_What you need to do_
Change every "pin" to "marker" in the data running from the line that holds "Locate each instance of the ocean" through the end of the data, inclusive, and give only those lines back with nothing else altered.

==================================================

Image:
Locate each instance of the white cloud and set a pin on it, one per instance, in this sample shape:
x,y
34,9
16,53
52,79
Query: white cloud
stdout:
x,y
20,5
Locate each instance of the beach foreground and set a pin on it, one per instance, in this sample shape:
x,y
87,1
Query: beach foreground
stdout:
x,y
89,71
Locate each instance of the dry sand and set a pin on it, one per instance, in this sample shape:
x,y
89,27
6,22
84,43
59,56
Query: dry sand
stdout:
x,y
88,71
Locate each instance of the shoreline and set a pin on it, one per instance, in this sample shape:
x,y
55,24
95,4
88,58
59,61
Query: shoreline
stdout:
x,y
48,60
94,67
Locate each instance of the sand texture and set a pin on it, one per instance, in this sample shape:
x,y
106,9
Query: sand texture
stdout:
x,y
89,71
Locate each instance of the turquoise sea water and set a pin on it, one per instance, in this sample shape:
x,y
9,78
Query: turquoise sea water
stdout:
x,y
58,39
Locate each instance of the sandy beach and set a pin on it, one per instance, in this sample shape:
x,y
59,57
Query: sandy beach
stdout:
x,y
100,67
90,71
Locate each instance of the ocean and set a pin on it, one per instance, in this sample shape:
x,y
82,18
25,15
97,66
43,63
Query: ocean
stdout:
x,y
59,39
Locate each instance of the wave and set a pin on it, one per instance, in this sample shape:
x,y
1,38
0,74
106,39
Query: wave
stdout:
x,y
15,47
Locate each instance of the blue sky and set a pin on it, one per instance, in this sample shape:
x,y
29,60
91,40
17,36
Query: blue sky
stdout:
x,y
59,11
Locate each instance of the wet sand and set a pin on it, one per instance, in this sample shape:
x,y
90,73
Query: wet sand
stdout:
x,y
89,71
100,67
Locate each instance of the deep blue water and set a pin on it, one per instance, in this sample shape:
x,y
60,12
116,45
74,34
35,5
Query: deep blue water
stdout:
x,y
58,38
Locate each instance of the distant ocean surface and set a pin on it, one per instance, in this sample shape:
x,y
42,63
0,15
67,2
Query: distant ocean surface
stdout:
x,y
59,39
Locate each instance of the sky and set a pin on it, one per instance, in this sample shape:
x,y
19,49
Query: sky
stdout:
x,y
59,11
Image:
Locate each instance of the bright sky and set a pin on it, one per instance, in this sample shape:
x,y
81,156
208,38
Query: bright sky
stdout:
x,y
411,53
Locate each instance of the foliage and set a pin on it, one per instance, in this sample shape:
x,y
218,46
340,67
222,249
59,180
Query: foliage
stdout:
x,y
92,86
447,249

==================================================

_Correct output_
Locate each instance of the ocean and set a marker on it, one per instance, in this sample shape:
x,y
82,18
25,15
97,66
43,63
Query: ocean
stdout:
x,y
59,39
Locate each instance of the wave and set a marker on it, one per instance, in this sample shape:
x,y
1,38
0,74
106,39
Query: wave
stdout:
x,y
15,47
Locate each instance of the blue sky and set a marker on it, one per instance, in this sample shape:
x,y
29,60
91,40
17,36
Query: blue sky
stdout:
x,y
59,11
Locate each instance of the wet sand and set a marker on it, one per instance, in this sample shape:
x,y
90,73
Query: wet sand
stdout:
x,y
89,71
100,67
Locate each instance of the deep blue water and set a marker on it, one per instance, in this sample shape:
x,y
60,12
116,45
74,34
35,5
Query: deep blue water
stdout:
x,y
58,38
Locate each instance of the distant ocean surface and set a marker on it, one per instance, in this sample shape:
x,y
42,63
0,15
67,2
Query: distant ocean surface
stdout:
x,y
59,39
Locate each instance of the sky and set a marker on it, one per instance, in this sample shape:
x,y
19,49
Query: sky
stdout:
x,y
59,11
Image:
Locate each instance of the bright sky and set a marker on it, one per instance, in this sample shape:
x,y
81,156
208,38
Query: bright sky
stdout:
x,y
411,53
Locate each instance of the foliage and set a marker on it, one per instance, in this sample shape:
x,y
218,46
340,67
222,249
59,180
Query: foliage
stdout:
x,y
92,86
447,249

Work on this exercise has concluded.